Aim ::
Print every one of the rows below without changing a single character.

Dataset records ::
**********

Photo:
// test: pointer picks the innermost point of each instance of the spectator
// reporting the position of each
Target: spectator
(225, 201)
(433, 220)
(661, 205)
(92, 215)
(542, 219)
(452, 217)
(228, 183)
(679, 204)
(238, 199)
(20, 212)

**********

Reply ::
Photo:
// test: pointer picks the innermost point of each instance of the spectator
// reporting the position of each
Target: spectator
(225, 201)
(433, 220)
(661, 205)
(92, 215)
(542, 219)
(452, 217)
(228, 183)
(679, 204)
(238, 199)
(20, 212)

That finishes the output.